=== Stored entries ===

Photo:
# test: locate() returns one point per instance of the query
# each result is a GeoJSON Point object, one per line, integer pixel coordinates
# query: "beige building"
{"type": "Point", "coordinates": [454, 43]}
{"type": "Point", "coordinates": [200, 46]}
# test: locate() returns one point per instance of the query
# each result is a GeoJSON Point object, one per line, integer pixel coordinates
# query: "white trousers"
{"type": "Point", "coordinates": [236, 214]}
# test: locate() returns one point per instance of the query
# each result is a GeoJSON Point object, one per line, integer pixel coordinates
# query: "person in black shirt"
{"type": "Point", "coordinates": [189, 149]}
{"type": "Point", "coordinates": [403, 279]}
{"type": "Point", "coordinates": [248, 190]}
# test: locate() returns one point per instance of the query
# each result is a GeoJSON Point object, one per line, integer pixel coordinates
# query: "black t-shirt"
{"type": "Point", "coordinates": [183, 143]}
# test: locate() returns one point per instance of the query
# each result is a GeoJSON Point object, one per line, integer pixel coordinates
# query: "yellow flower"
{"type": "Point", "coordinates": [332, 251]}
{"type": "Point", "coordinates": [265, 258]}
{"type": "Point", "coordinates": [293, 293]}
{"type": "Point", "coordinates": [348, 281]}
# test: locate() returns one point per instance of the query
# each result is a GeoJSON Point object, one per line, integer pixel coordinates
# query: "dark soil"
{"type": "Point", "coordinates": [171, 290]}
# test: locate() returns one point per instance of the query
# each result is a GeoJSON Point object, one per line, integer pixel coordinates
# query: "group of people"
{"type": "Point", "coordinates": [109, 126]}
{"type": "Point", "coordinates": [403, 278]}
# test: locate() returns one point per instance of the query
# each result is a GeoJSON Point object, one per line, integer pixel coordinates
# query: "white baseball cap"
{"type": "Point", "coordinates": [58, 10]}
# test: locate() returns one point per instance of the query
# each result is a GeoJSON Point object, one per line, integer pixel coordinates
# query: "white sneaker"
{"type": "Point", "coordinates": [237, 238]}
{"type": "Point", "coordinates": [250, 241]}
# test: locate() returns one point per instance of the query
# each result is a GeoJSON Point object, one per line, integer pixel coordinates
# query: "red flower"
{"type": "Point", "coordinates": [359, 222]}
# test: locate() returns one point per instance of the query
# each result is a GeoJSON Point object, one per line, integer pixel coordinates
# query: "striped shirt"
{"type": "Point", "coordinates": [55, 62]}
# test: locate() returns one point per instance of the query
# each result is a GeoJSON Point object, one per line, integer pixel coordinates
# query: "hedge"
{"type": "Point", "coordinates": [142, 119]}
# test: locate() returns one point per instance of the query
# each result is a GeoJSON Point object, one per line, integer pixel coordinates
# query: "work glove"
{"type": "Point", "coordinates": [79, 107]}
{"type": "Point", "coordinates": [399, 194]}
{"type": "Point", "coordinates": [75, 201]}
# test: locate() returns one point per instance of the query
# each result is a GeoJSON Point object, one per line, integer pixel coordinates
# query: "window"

=== PROBLEM REQUIREMENTS ===
Please restate the records in full, word for word.

=== THE COMPLETED TASK ===
Photo:
# test: locate() returns one point per instance of the query
# each result is a GeoJSON Point object, one per line, integer pixel coordinates
# query: "beige building"
{"type": "Point", "coordinates": [454, 43]}
{"type": "Point", "coordinates": [200, 46]}
# test: locate() returns one point per instance of the query
# each result is a GeoJSON Point object, one per line, integer pixel coordinates
# query: "white trousers"
{"type": "Point", "coordinates": [236, 214]}
# test: locate() returns one point per instance of the query
# each result is a GeoJSON Point object, one per line, integer pixel coordinates
# query: "person in black shirt"
{"type": "Point", "coordinates": [189, 149]}
{"type": "Point", "coordinates": [403, 279]}
{"type": "Point", "coordinates": [248, 190]}
# test: locate() returns one point per instance of the query
# each result is a GeoJSON Point object, one per line, integer pixel coordinates
# query: "black t-shirt"
{"type": "Point", "coordinates": [183, 143]}
# test: locate() returns one point per instance of the query
# each result is a GeoJSON Point object, one per line, integer pixel coordinates
# query: "yellow flower"
{"type": "Point", "coordinates": [332, 251]}
{"type": "Point", "coordinates": [265, 258]}
{"type": "Point", "coordinates": [293, 293]}
{"type": "Point", "coordinates": [348, 281]}
# test: locate() returns one point per instance of the query
# each result is a GeoJSON Point object, one per line, integer pixel coordinates
# query: "dark soil"
{"type": "Point", "coordinates": [171, 290]}
# test: locate() returns one point per instance of the query
# each result is a GeoJSON Point object, one per line, integer pixel coordinates
# query: "group of people"
{"type": "Point", "coordinates": [109, 126]}
{"type": "Point", "coordinates": [403, 278]}
# test: locate() returns one point per instance of the query
# each result is a GeoJSON Point object, one per line, integer pixel coordinates
# query: "white baseball cap"
{"type": "Point", "coordinates": [58, 10]}
# test: locate() returns one point per instance of the query
# each result is a GeoJSON Point object, one per line, integer pixel coordinates
# query: "white sneaker"
{"type": "Point", "coordinates": [237, 238]}
{"type": "Point", "coordinates": [250, 241]}
# test: locate() returns one point per instance of the query
# each result is a GeoJSON Point object, one per line, integer pixel coordinates
# query: "red flower"
{"type": "Point", "coordinates": [359, 222]}
# test: locate() returns one point per instance of the query
# each result is a GeoJSON Point object, one per line, integer pixel coordinates
# query: "striped shirt"
{"type": "Point", "coordinates": [55, 62]}
# test: locate() returns one point per instance of the query
# each result is a GeoJSON Point object, one per line, integer pixel coordinates
# query: "hedge"
{"type": "Point", "coordinates": [142, 119]}
# test: locate() returns one point per instance of the query
# each result is a GeoJSON Point object, one per line, integer pixel coordinates
# query: "work glove"
{"type": "Point", "coordinates": [79, 107]}
{"type": "Point", "coordinates": [399, 194]}
{"type": "Point", "coordinates": [75, 201]}
# test: locate() returns one point per instance of the query
# each result is a GeoJSON Point object, one per line, integer pixel coordinates
# query: "window"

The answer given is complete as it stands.